* YANG HARUS DIKERJAKAN:
1/ Terjemahkan kalimat dari kutipan tentang film Hausu ini ke dalam bahasa Inggris: "Tragedi dalam film dimulai ketika Gorgeous mengunjungi rumah tantenya."
2/ Ubah semua baris di bagian Data yang Diberikan dengan mengganti "instance" menjadi "occurrence" tanpa mengubah apa pun selain itu. Jangan sertakan gambarnya dalam jawaban.

Hausu (1977) merupakan film horor karya Nobuhiko Obayashi yang berlatar kondisi Jepang pascaperang. Film ini mengisahkan tentang bangunan rumah yang hidup dan menghantui orang-orang yang singgah ke dalamnya. Kondisi pasca perang digambarkan melalui pemulihan ekonomi, kondisi sosial, dan kemajuan pendidikan. Kondisi-kondisi tersebut terlihat dari alur cerita tentang perempuan yang duduk di bangku SMA bernama Gorgeous (Oshare) yang menjalani masa-masa SMA dengan ceria dan dikelilingi teman-teman yang bersahabat. Gorgeous digambarkan memiliki kondisi ekonomi kelas atas melalui pengisahan bahwa ayahnya merupakan seniman berbakat yang baru pulang dari Italia serta penggambaran kondisi rumah yang megah. Tragedi dalam film dimulai ketika Gorgeous mengunjungi rumah tantenya. Momen mencekam di tengah penggambaran ingar-bingar pembangunan pascaperang kemudian tersingkap, menampilkan memori masa lalu tentang kekejaman perang yang merenggut segalanya dari tante Gorgeous, seolah menggambarkan bahwa masa lalu tidak pernah benar-benar usai, tetapi selalu menghantui zaman setelahnya. Tokoh tante Gorgeous digambarkan sebagai seorang perawan tua yang tidak bisa beranjak dari kenangan traumatik masa lalu ketika kekasih si tante meninggal karena bom atom Hiroshima. Seperti kebanyakan tokoh perempuan dalam film klasik Jepang, tokoh tante digambarkan tetap setia menunggu kekasihnya walau tidak mungkin bisa bertemu lagi. Bayangan masa lalu kekasih yang seharusnya sudah berakhir masih menghantui kehidupan tokoh tante hingga memengaruhi Gorgeous dan teman-temannya yang berkunjung. Tante dan rumah kemudian menjadi hantu yang senantiasa meneror Gorgeous dan teman-temannya.

* DATA YANG DIBERIKAN:
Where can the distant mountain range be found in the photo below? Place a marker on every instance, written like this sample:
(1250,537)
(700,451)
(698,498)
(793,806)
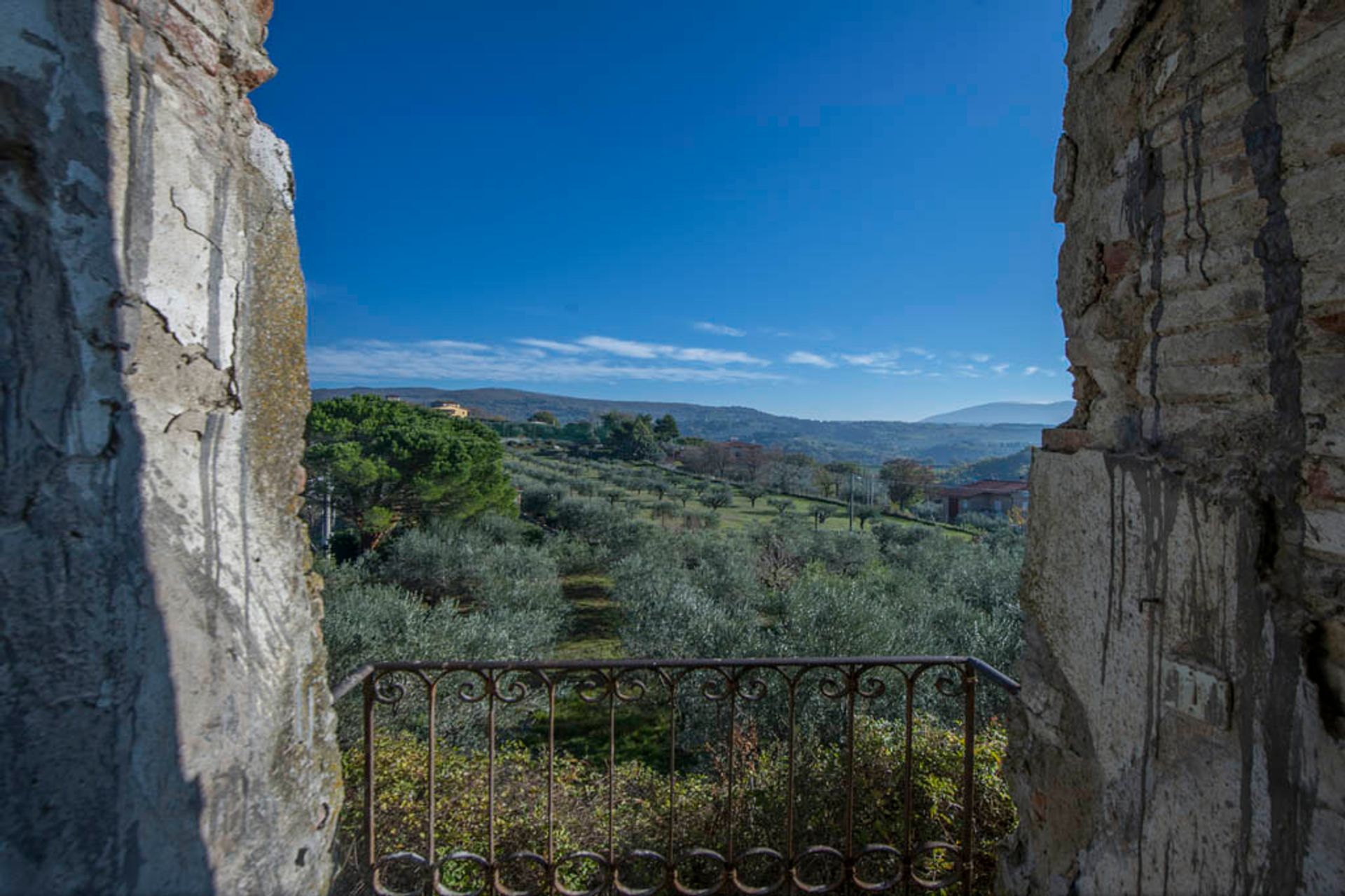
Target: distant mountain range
(1048,413)
(869,441)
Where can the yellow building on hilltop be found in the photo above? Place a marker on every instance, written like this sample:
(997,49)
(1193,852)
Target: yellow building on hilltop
(451,408)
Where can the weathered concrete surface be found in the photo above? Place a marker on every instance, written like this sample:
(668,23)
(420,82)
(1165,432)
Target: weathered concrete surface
(1189,521)
(165,720)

* JAWABAN TIAP TUGAS:
1/ The tragedy in the film begins when Gorgeous visits her aunt's house.

2/
Where can the distant mountain range be found in the photo below? Place a marker on every occurrence, written like this sample:
(1250,537)
(700,451)
(698,498)
(793,806)
Target: distant mountain range
(1048,413)
(869,441)
Where can the yellow building on hilltop be found in the photo above? Place a marker on every occurrence, written like this sample:
(997,49)
(1193,852)
Target: yellow building on hilltop
(451,408)
Where can the weathered concrete surface be found in the photo above? Place a marker on every occurrence, written like this sample:
(668,23)
(420,82)
(1165,432)
Target: weathered concrete surface
(1189,521)
(165,720)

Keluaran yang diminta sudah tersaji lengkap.